▸ Description of the task
Exactly as written, please set down all of the entries again, with no pictures.

Stored items from a collection:
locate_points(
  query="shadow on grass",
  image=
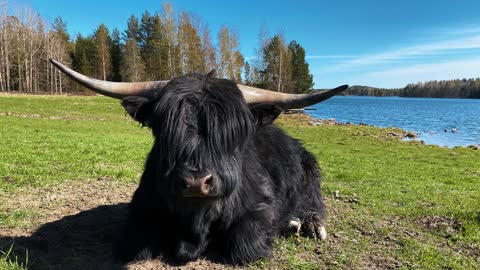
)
(81, 241)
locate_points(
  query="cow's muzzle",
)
(198, 187)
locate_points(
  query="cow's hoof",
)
(315, 226)
(144, 254)
(295, 225)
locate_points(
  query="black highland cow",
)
(220, 176)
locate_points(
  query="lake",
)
(430, 117)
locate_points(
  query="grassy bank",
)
(391, 204)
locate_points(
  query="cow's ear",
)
(265, 114)
(139, 108)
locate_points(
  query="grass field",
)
(68, 166)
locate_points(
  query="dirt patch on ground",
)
(449, 225)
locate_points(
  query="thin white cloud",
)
(409, 52)
(333, 56)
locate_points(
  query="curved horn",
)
(111, 89)
(286, 101)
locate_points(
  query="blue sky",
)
(377, 43)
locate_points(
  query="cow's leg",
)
(190, 250)
(251, 238)
(314, 225)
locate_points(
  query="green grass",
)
(394, 195)
(10, 262)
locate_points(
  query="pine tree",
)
(230, 60)
(145, 44)
(301, 77)
(132, 66)
(170, 46)
(102, 44)
(277, 72)
(116, 56)
(248, 74)
(133, 31)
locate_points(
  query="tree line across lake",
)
(156, 46)
(465, 88)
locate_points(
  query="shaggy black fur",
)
(261, 177)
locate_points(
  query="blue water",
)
(427, 116)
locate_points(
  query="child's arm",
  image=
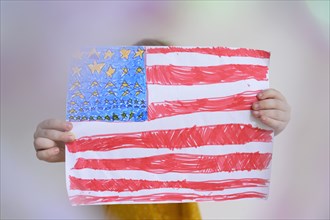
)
(49, 139)
(272, 109)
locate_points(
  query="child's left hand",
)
(272, 109)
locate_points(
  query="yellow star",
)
(94, 83)
(124, 84)
(95, 93)
(96, 67)
(76, 70)
(139, 70)
(125, 71)
(137, 85)
(110, 71)
(125, 93)
(125, 53)
(112, 93)
(109, 84)
(94, 52)
(139, 53)
(78, 55)
(107, 54)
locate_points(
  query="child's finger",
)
(269, 104)
(41, 143)
(274, 114)
(274, 124)
(49, 155)
(270, 94)
(55, 135)
(56, 124)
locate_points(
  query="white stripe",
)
(170, 190)
(203, 150)
(139, 174)
(198, 59)
(161, 93)
(87, 128)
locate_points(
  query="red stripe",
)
(186, 75)
(241, 101)
(178, 197)
(219, 51)
(224, 134)
(182, 163)
(122, 185)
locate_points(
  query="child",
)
(51, 135)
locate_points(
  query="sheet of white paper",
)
(167, 124)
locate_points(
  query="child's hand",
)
(272, 109)
(49, 140)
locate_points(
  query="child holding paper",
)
(51, 135)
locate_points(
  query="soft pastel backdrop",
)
(37, 36)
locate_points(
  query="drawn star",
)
(96, 67)
(110, 71)
(123, 115)
(93, 52)
(78, 55)
(137, 85)
(125, 93)
(125, 53)
(125, 71)
(108, 53)
(139, 70)
(95, 93)
(124, 84)
(94, 83)
(76, 70)
(75, 85)
(109, 84)
(139, 53)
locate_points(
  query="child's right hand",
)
(50, 138)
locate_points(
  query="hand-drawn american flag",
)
(167, 124)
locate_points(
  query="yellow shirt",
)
(170, 211)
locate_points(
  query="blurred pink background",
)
(36, 38)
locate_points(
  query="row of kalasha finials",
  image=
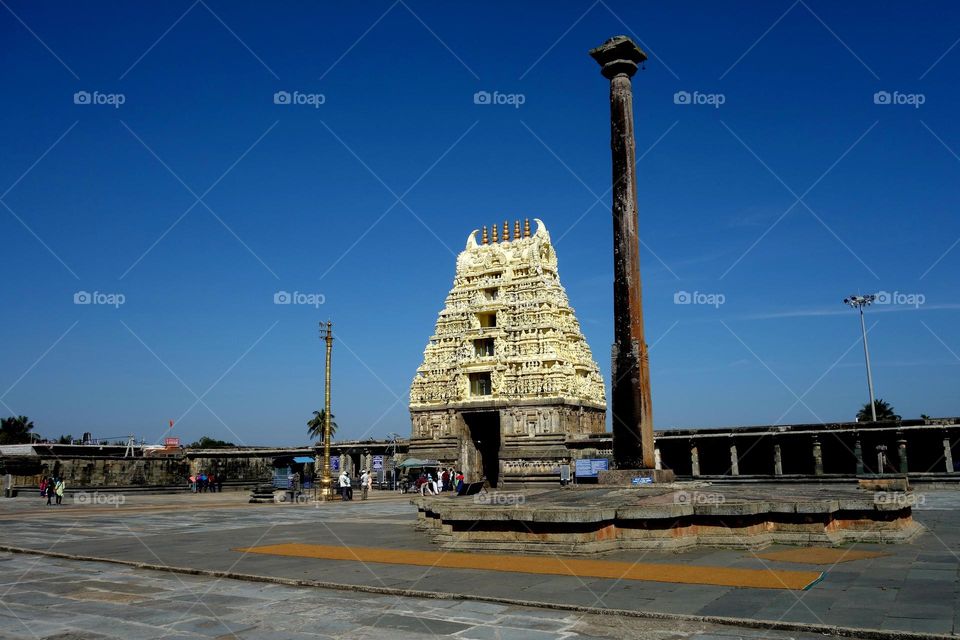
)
(506, 232)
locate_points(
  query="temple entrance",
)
(482, 455)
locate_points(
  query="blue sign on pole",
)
(591, 467)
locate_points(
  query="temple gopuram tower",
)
(507, 380)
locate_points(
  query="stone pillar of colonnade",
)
(902, 454)
(817, 457)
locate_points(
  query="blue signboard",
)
(591, 467)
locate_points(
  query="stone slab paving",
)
(914, 588)
(51, 598)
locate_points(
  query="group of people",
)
(203, 482)
(52, 489)
(446, 480)
(346, 488)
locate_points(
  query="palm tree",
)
(315, 425)
(884, 411)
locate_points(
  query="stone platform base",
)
(630, 477)
(578, 520)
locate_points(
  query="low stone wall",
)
(576, 521)
(104, 472)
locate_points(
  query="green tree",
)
(885, 412)
(16, 430)
(315, 425)
(206, 442)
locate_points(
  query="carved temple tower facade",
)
(508, 386)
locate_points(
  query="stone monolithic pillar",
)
(630, 391)
(817, 457)
(947, 454)
(902, 454)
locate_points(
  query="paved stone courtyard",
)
(913, 587)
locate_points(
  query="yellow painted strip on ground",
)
(819, 555)
(550, 565)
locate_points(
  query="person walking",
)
(364, 484)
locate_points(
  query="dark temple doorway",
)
(484, 429)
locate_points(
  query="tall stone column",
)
(817, 457)
(630, 389)
(694, 459)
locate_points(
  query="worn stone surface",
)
(912, 586)
(572, 520)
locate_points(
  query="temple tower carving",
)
(508, 381)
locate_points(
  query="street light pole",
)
(326, 332)
(859, 302)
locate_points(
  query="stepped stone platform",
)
(678, 516)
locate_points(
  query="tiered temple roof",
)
(507, 331)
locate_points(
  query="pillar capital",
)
(618, 55)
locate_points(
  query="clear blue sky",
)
(302, 197)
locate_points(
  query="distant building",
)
(507, 380)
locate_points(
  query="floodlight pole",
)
(859, 302)
(326, 482)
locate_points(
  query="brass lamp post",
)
(326, 489)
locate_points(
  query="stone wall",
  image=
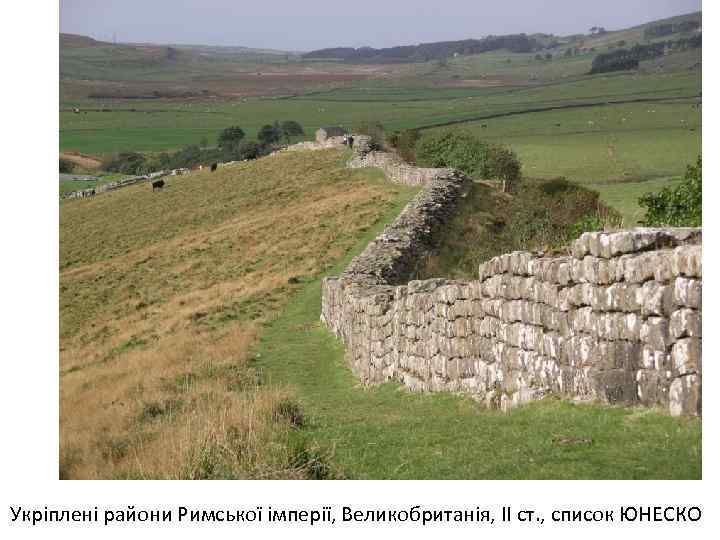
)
(618, 319)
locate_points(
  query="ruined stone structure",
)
(618, 319)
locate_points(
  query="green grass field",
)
(624, 197)
(386, 432)
(601, 144)
(154, 125)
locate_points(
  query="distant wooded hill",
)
(518, 43)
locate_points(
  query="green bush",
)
(270, 133)
(230, 137)
(679, 206)
(465, 152)
(460, 150)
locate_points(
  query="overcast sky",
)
(313, 24)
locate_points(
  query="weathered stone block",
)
(655, 333)
(688, 293)
(687, 356)
(685, 323)
(615, 386)
(684, 396)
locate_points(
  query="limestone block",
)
(685, 323)
(657, 299)
(615, 385)
(687, 356)
(688, 293)
(687, 261)
(655, 333)
(684, 398)
(652, 359)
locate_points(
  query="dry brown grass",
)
(163, 296)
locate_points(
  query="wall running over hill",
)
(619, 319)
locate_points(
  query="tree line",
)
(627, 59)
(518, 43)
(231, 146)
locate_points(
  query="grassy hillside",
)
(162, 296)
(386, 432)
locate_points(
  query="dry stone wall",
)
(619, 319)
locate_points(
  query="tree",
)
(270, 133)
(679, 206)
(230, 137)
(291, 128)
(248, 150)
(460, 150)
(66, 166)
(465, 152)
(503, 164)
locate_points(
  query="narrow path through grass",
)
(388, 432)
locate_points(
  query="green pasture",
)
(604, 144)
(156, 125)
(386, 432)
(624, 196)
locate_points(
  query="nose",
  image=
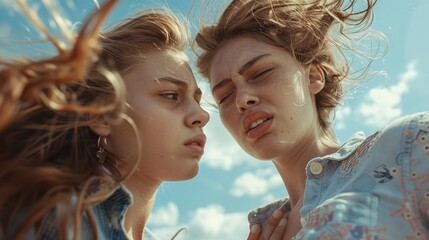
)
(197, 118)
(245, 100)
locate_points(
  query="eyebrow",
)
(241, 70)
(175, 81)
(179, 83)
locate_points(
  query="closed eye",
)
(171, 95)
(225, 97)
(264, 72)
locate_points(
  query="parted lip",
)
(199, 139)
(253, 116)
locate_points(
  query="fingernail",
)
(254, 228)
(278, 214)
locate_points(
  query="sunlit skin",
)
(266, 101)
(164, 105)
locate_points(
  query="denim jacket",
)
(109, 217)
(374, 187)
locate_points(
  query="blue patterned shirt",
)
(374, 187)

▸ Task response
locate_points(
  query="shadow on grass",
  image=
)
(81, 241)
locate_points(
  query="cow's muzzle",
)
(198, 187)
locate_points(
  query="cow's hoof",
)
(315, 226)
(144, 254)
(295, 225)
locate_points(
  query="black highland cow",
)
(220, 176)
locate_points(
  query="lake",
)
(430, 117)
locate_points(
  query="grassy bank",
)
(391, 204)
locate_points(
  query="cow's ear",
)
(265, 114)
(139, 108)
locate_points(
  query="grass field",
)
(68, 166)
locate_points(
  query="dirt patch on ground",
)
(449, 225)
locate_points(
  query="thin white cloud",
)
(409, 52)
(333, 56)
locate_points(
  query="curved horn",
)
(111, 89)
(286, 101)
locate_points(
  query="blue sky",
)
(377, 43)
locate_points(
  query="cow's leg",
)
(190, 250)
(251, 238)
(314, 225)
locate_points(
  query="green grass",
)
(394, 195)
(10, 262)
locate_points(
  query="pine tree",
)
(230, 60)
(145, 44)
(301, 77)
(132, 66)
(170, 46)
(102, 44)
(277, 72)
(116, 56)
(248, 74)
(133, 31)
locate_points(
  query="tree line across lake",
)
(156, 46)
(465, 88)
locate_points(
  query="shaggy black fur",
)
(261, 177)
locate_points(
  query="blue water",
)
(427, 116)
locate_points(
  query="child's arm",
  image=
)
(49, 139)
(272, 109)
locate_points(
  query="child's left hand",
)
(272, 109)
locate_points(
  query="yellow star",
)
(94, 83)
(124, 84)
(95, 93)
(96, 67)
(76, 70)
(139, 70)
(125, 71)
(137, 85)
(110, 71)
(125, 93)
(125, 53)
(112, 93)
(109, 84)
(94, 52)
(139, 53)
(78, 55)
(107, 54)
locate_points(
  query="child's finger",
)
(269, 104)
(41, 143)
(274, 114)
(274, 124)
(49, 155)
(270, 94)
(55, 135)
(56, 124)
locate_points(
  query="white stripe",
)
(170, 190)
(203, 150)
(139, 174)
(198, 59)
(161, 93)
(87, 128)
locate_points(
  query="red stripe",
)
(186, 75)
(241, 101)
(178, 197)
(219, 51)
(224, 134)
(182, 163)
(122, 185)
locate_points(
  query="child",
)
(51, 135)
locate_points(
  query="sheet of white paper",
)
(167, 124)
locate_points(
  query="child's hand",
)
(272, 109)
(49, 140)
locate_points(
  query="child holding paper",
)
(51, 135)
locate_points(
  query="soft pastel backdrop",
)
(37, 36)
locate_points(
  query="drawn star",
)
(96, 67)
(110, 71)
(123, 115)
(93, 52)
(78, 55)
(137, 85)
(125, 93)
(125, 53)
(125, 71)
(108, 53)
(139, 70)
(95, 93)
(124, 84)
(94, 83)
(76, 70)
(75, 85)
(109, 84)
(139, 53)
locate_points(
  query="child's right hand",
)
(50, 138)
locate_points(
  query="hand-drawn american flag",
)
(167, 124)
locate_points(
  query="yellow shirt",
)
(170, 211)
locate_points(
  query="blurred pink background",
)
(36, 38)
locate_points(
  query="row of kalasha finials",
  image=
)
(506, 232)
locate_points(
  query="temple entrance",
)
(482, 455)
locate_points(
  query="blue sign on pole",
)
(591, 467)
locate_points(
  query="temple gopuram tower",
)
(507, 380)
locate_points(
  query="stone pillar of colonnade",
)
(902, 454)
(817, 457)
locate_points(
  query="blue signboard",
)
(591, 467)
locate_points(
  query="stone slab paving",
)
(914, 588)
(51, 598)
locate_points(
  query="group of people",
)
(203, 482)
(52, 489)
(446, 480)
(346, 488)
locate_points(
  query="palm tree",
)
(315, 425)
(884, 411)
locate_points(
  query="stone platform base",
)
(630, 477)
(578, 520)
locate_points(
  query="low stone wall",
)
(576, 521)
(104, 472)
locate_points(
  query="green tree",
)
(885, 412)
(16, 430)
(315, 425)
(206, 442)
locate_points(
  query="carved temple tower facade",
)
(508, 386)
locate_points(
  query="stone monolithic pillar",
)
(630, 391)
(817, 457)
(947, 454)
(902, 454)
locate_points(
  query="paved stone courtyard",
)
(913, 587)
locate_points(
  query="yellow painted strip on ground",
)
(819, 555)
(550, 565)
locate_points(
  query="person walking",
)
(364, 484)
locate_points(
  query="dark temple doorway",
)
(484, 429)
locate_points(
  query="tall stone column",
)
(817, 457)
(630, 389)
(694, 459)
locate_points(
  query="worn stone surface",
)
(912, 586)
(572, 520)
locate_points(
  query="temple tower carving",
)
(508, 381)
locate_points(
  query="street light pole",
)
(326, 332)
(859, 302)
locate_points(
  query="stepped stone platform",
)
(678, 516)
locate_points(
  query="tiered temple roof",
)
(507, 331)
locate_points(
  query="pillar capital",
)
(618, 55)
locate_points(
  query="clear blue sky",
)
(302, 197)
locate_points(
  query="distant building",
)
(507, 380)
locate_points(
  query="floodlight pole",
)
(859, 302)
(326, 482)
locate_points(
  query="brass lamp post",
)
(326, 489)
locate_points(
  query="stone wall",
  image=
)
(618, 319)
locate_points(
  query="ruined stone structure",
)
(618, 319)
locate_points(
  query="green grass field",
)
(624, 197)
(386, 432)
(601, 144)
(154, 125)
locate_points(
  query="distant wooded hill",
)
(518, 43)
locate_points(
  query="green bush",
)
(270, 133)
(230, 137)
(679, 206)
(465, 152)
(460, 150)
locate_points(
  query="overcast sky",
)
(313, 24)
locate_points(
  query="weathered stone block",
)
(655, 333)
(688, 293)
(687, 356)
(685, 323)
(615, 386)
(684, 396)
locate_points(
  query="limestone block",
)
(685, 323)
(657, 299)
(615, 385)
(687, 356)
(688, 293)
(687, 261)
(655, 333)
(684, 398)
(652, 359)
locate_points(
  query="dry brown grass",
)
(163, 296)
locate_points(
  query="wall running over hill",
)
(619, 319)
locate_points(
  query="tree line",
)
(627, 59)
(518, 43)
(231, 146)
locate_points(
  query="grassy hillside",
)
(162, 296)
(386, 432)
locate_points(
  query="dry stone wall",
)
(619, 319)
locate_points(
  query="tree",
)
(270, 133)
(679, 206)
(230, 137)
(291, 128)
(248, 150)
(460, 150)
(66, 166)
(465, 152)
(503, 164)
locate_points(
  query="narrow path through grass",
)
(388, 432)
locate_points(
  query="green pasture",
)
(604, 144)
(156, 125)
(386, 432)
(624, 196)
locate_points(
  query="nose",
  image=
)
(197, 118)
(245, 100)
locate_points(
  query="eyebrow",
)
(241, 70)
(175, 81)
(179, 83)
locate_points(
  query="closed eye",
)
(171, 95)
(225, 97)
(264, 72)
locate_points(
  query="parted lip",
)
(199, 139)
(253, 116)
locate_points(
  query="fingernail",
)
(254, 228)
(278, 214)
locate_points(
  query="sunlit skin",
)
(266, 101)
(164, 105)
locate_points(
  query="denim jacket",
)
(109, 217)
(374, 187)
locate_points(
  query="blue patterned shirt",
)
(374, 187)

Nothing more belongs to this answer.